[start of Records provided]
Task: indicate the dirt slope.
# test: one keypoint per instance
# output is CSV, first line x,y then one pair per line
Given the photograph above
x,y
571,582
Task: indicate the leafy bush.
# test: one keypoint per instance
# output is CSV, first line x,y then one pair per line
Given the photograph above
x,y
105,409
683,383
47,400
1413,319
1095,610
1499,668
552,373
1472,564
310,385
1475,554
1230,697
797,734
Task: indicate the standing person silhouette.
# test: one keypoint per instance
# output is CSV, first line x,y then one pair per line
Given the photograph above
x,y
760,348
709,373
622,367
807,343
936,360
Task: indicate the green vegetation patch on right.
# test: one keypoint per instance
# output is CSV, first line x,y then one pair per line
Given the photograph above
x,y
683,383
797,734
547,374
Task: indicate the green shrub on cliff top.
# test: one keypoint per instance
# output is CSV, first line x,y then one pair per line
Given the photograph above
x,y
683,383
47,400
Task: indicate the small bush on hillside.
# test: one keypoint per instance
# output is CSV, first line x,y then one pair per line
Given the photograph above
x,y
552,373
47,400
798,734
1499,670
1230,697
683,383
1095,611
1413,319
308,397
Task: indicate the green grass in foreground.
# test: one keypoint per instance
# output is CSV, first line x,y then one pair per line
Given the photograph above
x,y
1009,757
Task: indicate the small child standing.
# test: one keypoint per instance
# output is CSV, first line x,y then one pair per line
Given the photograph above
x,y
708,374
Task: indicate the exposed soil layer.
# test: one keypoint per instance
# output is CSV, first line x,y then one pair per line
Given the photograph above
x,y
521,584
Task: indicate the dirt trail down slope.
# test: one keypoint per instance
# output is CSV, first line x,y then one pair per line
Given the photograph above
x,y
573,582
[end of Records provided]
[The exercise]
Print the complete listing again, exactly as it stands.

[Finished task]
Task: indicate the dirt slope.
# test: one keypoint per instance
# output is CSV, first line x,y then one pair per line
Given the photograph above
x,y
571,582
Task: indicate the leafy bush.
# test: one keypoint per instance
# output is CSV, first line x,y then one pair per line
Given the photograph above
x,y
105,409
683,383
47,400
1413,319
1095,610
1499,668
552,373
1472,564
310,385
1475,554
1230,697
797,734
Task: indicate the standing person silhouette.
# test: one keypoint per instance
# output is CSV, first line x,y then one pair per line
Given the photograph above
x,y
760,348
709,373
622,367
807,343
936,360
Task: indicate the green vegetation patch on right.
# test: one keypoint per instance
# output is CSV, first line x,y then one pair per line
Given the photograph above
x,y
683,383
797,734
547,374
Task: indicate the green shrub on cliff top.
# test: one keypoint per instance
# output is CSV, first line x,y then one pair per line
Given the photograph above
x,y
683,383
47,400
Task: indicate the small bush on hillside.
# test: one keypoint per instance
# output is CSV, first line x,y then one pair per line
Given the photograph above
x,y
552,373
47,400
798,734
1499,670
1230,697
683,383
1095,611
1413,319
308,397
Task: indicate the green grass in foreground.
# test: one keypoint per instance
# output is CSV, first line x,y then one pair per line
Given the photograph above
x,y
1009,757
Task: indicate the small child standing.
# test: one keypoint per instance
# output is CSV, first line x,y then one pair per line
Given the photograph above
x,y
708,374
Task: indicate the exposed soil layer.
# test: one keypoint per instance
# output is CSV, first line x,y then one pair per line
Given the photograph above
x,y
521,584
Task: indicate the dirt trail down slope.
# test: one keypoint per instance
# output is CSV, first line x,y then one pair per line
Given the photograph above
x,y
573,582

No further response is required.